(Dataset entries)
· · · ·
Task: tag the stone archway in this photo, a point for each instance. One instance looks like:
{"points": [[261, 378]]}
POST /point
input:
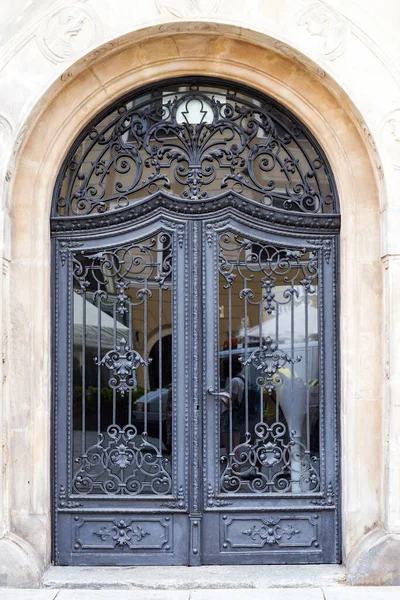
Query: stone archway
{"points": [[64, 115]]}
· · · ·
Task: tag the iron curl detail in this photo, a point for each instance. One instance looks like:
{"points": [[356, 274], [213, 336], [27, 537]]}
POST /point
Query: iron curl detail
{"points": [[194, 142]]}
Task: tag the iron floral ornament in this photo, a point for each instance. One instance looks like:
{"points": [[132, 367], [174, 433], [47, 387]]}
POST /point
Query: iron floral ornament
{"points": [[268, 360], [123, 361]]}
· · · ·
### Task prompt
Bring together every line in the entries that holds the string "like".

### Result of this task
Task: tag the stone archway in this photo, a point for each instance. One instance looks like:
Task: tag the iron curl detail in this photo, a point for each instance. One instance looks like:
Task: tag the iron floral ornament in this photo, a point for each instance. One instance looks like:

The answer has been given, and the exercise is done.